Exercise instructions
Render the material between the lines holding "Expected: one point per instance of the carved" and "(587, 1265)", inclusive, as a Markdown table with the columns Row and Line, numbering each line and skipping blank lines. Omit the picture from the table.

The records
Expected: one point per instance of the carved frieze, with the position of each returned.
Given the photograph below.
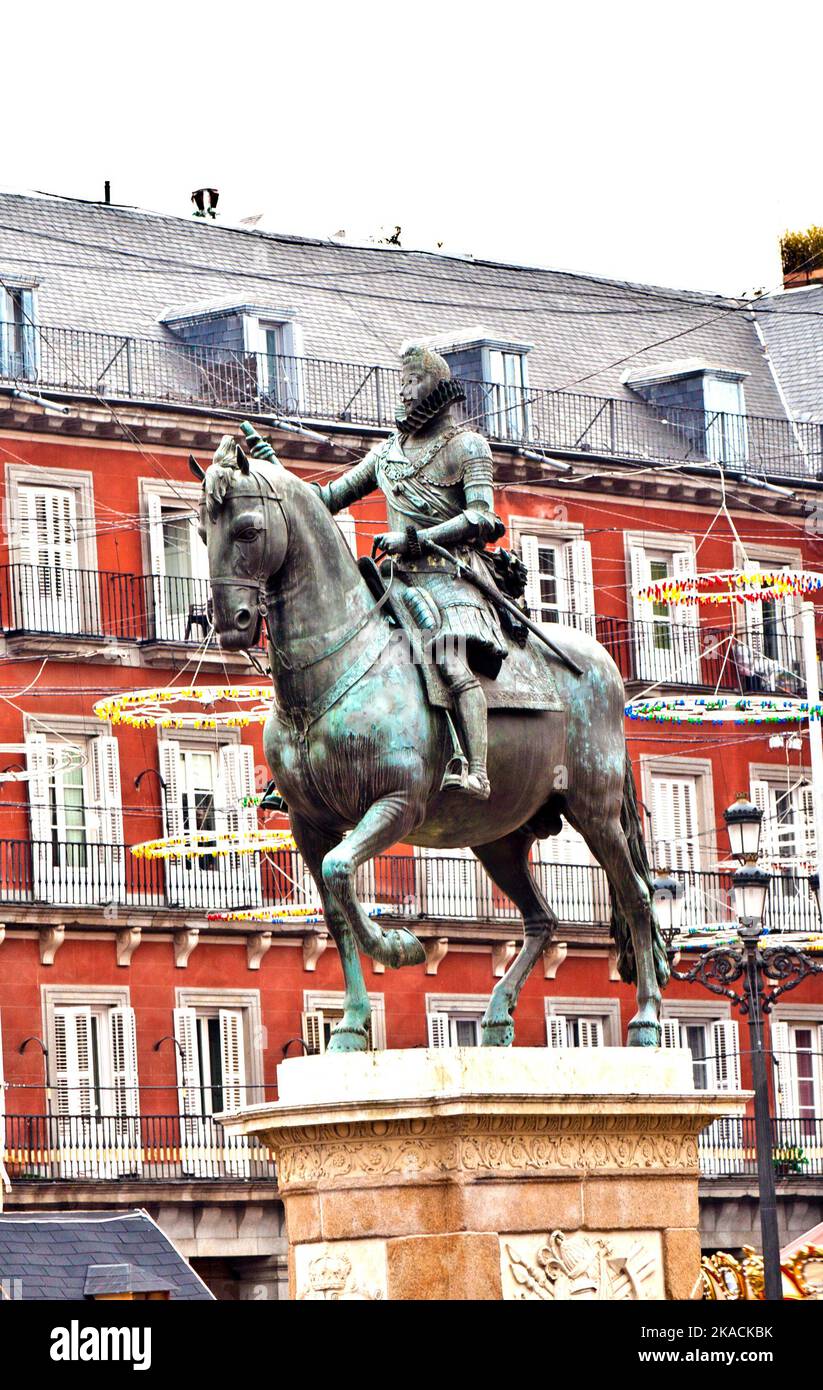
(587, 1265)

...

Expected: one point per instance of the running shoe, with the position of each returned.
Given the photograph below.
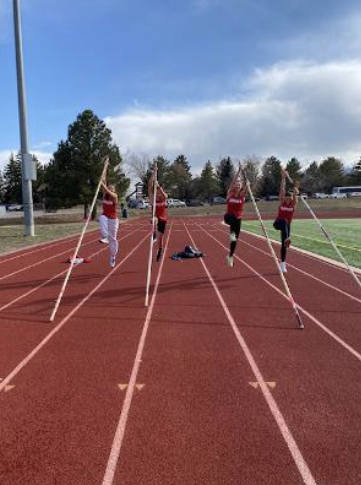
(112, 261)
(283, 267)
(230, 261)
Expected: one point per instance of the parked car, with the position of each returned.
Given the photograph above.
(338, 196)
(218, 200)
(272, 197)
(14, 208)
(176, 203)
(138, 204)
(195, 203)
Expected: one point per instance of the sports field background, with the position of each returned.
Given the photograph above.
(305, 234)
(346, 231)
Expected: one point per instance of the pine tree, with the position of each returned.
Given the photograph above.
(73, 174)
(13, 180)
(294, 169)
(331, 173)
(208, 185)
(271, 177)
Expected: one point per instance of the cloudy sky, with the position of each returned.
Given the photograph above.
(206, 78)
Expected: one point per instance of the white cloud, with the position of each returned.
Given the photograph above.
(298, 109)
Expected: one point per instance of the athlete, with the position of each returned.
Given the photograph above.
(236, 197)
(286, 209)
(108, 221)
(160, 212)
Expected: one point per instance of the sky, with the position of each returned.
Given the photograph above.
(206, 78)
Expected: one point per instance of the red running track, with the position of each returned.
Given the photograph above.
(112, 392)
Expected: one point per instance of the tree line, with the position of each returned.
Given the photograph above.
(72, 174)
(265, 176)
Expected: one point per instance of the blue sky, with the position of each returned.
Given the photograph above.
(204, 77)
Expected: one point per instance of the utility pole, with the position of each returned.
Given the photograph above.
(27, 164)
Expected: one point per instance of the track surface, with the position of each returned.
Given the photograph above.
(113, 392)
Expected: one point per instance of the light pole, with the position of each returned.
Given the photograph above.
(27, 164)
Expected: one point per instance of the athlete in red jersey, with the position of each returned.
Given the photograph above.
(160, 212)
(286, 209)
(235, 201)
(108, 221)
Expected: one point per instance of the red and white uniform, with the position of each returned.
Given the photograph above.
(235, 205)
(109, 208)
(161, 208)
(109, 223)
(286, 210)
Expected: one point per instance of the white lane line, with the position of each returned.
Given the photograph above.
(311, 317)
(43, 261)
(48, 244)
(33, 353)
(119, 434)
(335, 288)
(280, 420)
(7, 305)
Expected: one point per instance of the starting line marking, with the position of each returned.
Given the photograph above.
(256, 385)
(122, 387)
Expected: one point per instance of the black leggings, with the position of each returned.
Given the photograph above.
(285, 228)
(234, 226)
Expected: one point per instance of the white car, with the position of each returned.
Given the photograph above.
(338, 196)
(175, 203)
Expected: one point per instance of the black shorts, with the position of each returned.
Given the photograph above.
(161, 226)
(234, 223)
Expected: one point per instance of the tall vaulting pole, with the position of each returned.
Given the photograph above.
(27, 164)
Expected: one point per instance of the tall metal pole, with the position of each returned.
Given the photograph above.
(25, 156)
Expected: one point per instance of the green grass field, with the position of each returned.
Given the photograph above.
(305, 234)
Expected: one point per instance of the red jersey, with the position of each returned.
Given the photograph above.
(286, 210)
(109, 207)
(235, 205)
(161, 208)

Solution to the problem
| Row | Line |
|---|---|
| 1 | Expected: one point per instance of the carved frieze, with the position of each returned. |
| 2 | Given the photograph below. |
| 3 | (587, 1265) |